Texto para leitura
* * * * * * *

Entenda o RFNBO e os três pilares de comprovação
O RFNBO é o conjunto de regras europeias que define quando um combustível produzido via eletrólise pode receber a certificação de “renovável de origem não biológica”. O objetivo é estabelecer critérios verificáveis para a energia que alimenta os eletrolisadores, criando um padrão reconhecido para comércio, tributação e metas de consumo setoriais. A certificação afeta contratos, preços e acesso a programas de apoio, por isso o desenho do regulamento tem efeito direto sobre a viabilidade dos projetos.
Três pilares sustentam essa verificação: adicionalidade, correlação temporal e correlação geográfica. Em síntese, adicionalidade trata de garantir que a eletricidade usada não desloque consumo existente; correlação temporal exige que a geração renovável contratada ocorra no mesmo período do consumo do eletrolisador; e correlação geográfica busca assegurar que a fonte e a carga estejam na mesma área elétrica relevante. A combinação desses pilares procura reduzir lacunas de comprovação e dar confiança ao selo.
Adicionalidade: o que é e por que importa para o mercado
Adicionalidade significa, na prática, contratar ou viabilizar capacidade nova de geração renovável para alimentar o eletrolisador. A lógica é separar o consumo do hidrogênio dos demais usos do sistema elétrico, evitando que o projeto apenas “puxe” energia já disponível na rede. Em muitos casos, isso se traduz na construção de parques eólicos ou solares dedicados, ou na assinatura de contratos de longo prazo com novas usinas. Para investidores, esse requisito ajuda a justificar a expansão de oferta elétrica e dá lastro físico ao produto final.
Do ponto de vista operacional, a adicionalidade se conecta à taxa de uso do eletrolisador. Se a planta depende de um parque eólico específico, por exemplo, o perfil de geração pode reduzir as horas cheias de operação. Por isso a pressão por mecanismos que permitam compor portfólios de fontes e janelas de operação mais elásticas, equilibrando custos e comprovação. O debate atual inclui se o período de transição deveria ser ampliado para dar tempo à expansão de usinas dedicadas e à formação de novos contratos de energia.

* * * * * * *

Trechos dos dados
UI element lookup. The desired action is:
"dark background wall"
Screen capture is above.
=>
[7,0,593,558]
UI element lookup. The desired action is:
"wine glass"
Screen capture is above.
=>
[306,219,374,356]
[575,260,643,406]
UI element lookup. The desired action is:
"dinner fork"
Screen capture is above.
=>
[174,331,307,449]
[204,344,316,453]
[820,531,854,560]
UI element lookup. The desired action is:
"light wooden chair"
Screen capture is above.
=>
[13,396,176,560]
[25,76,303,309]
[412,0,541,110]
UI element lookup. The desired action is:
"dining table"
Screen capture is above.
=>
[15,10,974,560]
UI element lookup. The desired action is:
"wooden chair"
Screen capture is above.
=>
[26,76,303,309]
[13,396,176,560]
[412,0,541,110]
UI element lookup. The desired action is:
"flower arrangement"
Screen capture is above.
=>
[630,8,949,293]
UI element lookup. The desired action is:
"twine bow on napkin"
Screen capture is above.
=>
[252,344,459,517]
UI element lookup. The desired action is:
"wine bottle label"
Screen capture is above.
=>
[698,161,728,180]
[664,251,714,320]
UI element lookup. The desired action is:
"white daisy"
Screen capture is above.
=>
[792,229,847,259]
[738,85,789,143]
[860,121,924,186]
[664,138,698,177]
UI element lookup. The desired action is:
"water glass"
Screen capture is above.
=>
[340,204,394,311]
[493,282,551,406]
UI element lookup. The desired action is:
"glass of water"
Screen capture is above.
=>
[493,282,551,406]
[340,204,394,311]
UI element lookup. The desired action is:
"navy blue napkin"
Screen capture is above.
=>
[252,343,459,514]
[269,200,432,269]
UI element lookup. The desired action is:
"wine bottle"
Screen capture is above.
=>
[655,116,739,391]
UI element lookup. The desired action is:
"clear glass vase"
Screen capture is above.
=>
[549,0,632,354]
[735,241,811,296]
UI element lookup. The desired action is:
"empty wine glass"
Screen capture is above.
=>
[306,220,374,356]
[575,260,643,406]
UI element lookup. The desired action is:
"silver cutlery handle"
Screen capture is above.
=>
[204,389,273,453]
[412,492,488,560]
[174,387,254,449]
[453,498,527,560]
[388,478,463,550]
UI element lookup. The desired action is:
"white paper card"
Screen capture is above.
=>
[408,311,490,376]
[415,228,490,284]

* * * * * * *

Enunciado 1
Liste os pilares de comprovação que o texto sobre o RFNBO apresenta.
Enunciado 2
Transcreva do texto sobre o RFNBO o trecho que começa em "Entenda o RFNBO" e segue até "viabilidade dos projetos.".

Resposta 1
Adicionalidade; correlação temporal; correlação geográfica.

Resposta 2
Entenda o RFNBO e os três pilares de comprovação
O RFNBO é o conjunto de regras europeias que define quando um combustível produzido via eletrólise pode receber a certificação de “renovável de origem não biológica”. O objetivo é estabelecer critérios verificáveis para a energia que alimenta os eletrolisadores, criando um padrão reconhecido para comércio, tributação e metas de consumo setoriais. A certificação afeta contratos, preços e acesso a programas de apoio, por isso o desenho do regulamento tem efeito direto sobre a viabilidade dos projetos.